_Objective:_ Output every line below exactly.

● ● ● ● ●

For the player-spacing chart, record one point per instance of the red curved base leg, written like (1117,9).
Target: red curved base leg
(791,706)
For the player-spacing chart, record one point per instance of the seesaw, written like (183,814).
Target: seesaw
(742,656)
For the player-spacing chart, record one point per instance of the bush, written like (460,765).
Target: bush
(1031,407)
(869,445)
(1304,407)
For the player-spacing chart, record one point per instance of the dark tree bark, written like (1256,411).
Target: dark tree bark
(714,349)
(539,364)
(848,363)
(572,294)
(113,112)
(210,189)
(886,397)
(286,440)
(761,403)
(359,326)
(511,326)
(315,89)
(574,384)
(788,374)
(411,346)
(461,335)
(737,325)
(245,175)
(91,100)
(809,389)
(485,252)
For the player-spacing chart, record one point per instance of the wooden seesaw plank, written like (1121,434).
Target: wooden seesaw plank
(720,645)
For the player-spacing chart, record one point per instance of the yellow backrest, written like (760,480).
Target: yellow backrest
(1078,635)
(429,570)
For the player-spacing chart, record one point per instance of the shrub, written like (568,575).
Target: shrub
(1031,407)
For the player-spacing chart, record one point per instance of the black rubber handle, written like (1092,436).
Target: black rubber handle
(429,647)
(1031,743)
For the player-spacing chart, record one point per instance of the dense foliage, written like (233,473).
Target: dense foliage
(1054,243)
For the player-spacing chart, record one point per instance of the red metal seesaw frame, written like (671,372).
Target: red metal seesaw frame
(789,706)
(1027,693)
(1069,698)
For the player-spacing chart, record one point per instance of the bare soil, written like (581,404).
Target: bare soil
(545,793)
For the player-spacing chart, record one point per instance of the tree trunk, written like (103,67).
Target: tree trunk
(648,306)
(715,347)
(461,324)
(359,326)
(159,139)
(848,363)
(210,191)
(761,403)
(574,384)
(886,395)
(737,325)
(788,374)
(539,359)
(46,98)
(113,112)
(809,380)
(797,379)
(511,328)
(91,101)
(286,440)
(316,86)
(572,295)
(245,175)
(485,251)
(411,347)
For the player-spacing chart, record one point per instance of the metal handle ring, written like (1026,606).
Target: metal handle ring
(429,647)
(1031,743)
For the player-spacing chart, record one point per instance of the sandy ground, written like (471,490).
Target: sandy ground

● ● ● ● ●

_Complete output:_
For the player-spacing chart, record one point per instance of the red curved base leg, written like (1117,9).
Target: red curved base leg
(791,706)
For the player-spacing chart, record one point per instance of the seesaw, written like (183,814).
Target: seesaw
(742,656)
For the player-spacing chart, record one point per instance of the bush, written like (460,765).
Target: bush
(1031,407)
(869,445)
(1304,407)
For the player-spacing chart, record one point per instance of the dark tree bark, written like (1256,411).
Target: dark tree bark
(714,349)
(539,364)
(848,363)
(572,294)
(113,112)
(210,189)
(886,397)
(286,440)
(761,403)
(359,326)
(511,326)
(315,89)
(574,384)
(788,374)
(411,346)
(461,335)
(737,325)
(245,175)
(91,100)
(809,389)
(485,252)
For the player-spacing chart, record one point per instance of the wooden seesaw plank, written like (1121,434).
Target: wooden seesaw plank
(720,645)
For the player-spacing chart, record one point per instance of the yellow backrest, written like (760,480).
Target: yellow backrest
(1078,635)
(429,570)
For the player-spacing chart, record one point per instance of the shrub, written like (568,575).
Target: shrub
(1031,407)
For the player-spacing chart, record one point per instance of the black rubber handle, written like (1092,436).
Target: black rubber handle
(429,647)
(1031,743)
For the player-spacing chart, record one point per instance of the dense foliage, written like (233,473).
Target: dense foliage
(1054,243)
For the player-spacing chart, record one point per instance of the red metal seesaw frame, written like (671,372).
Target: red metal seesaw frame
(789,706)
(1027,693)
(1069,698)
For the player-spacing chart, record one point per instance of the bare soil, written like (581,404).
Target: bare soil
(545,793)
For the player-spacing chart, record one point per instance of the tree trunk, written like (103,67).
Target: tree trunk
(648,306)
(715,347)
(461,324)
(359,326)
(159,139)
(848,363)
(210,191)
(761,403)
(574,384)
(886,395)
(737,325)
(788,374)
(539,359)
(46,98)
(113,112)
(809,380)
(797,379)
(511,328)
(91,101)
(286,440)
(316,86)
(572,295)
(245,175)
(485,251)
(411,347)
For the player-spacing chart, record one point per instance of the metal handle ring, written like (1026,606).
Target: metal handle ring
(429,647)
(1031,743)
For the player-spacing chart, record one point per instance of the sandy ground, written like (471,490).
Target: sandy ground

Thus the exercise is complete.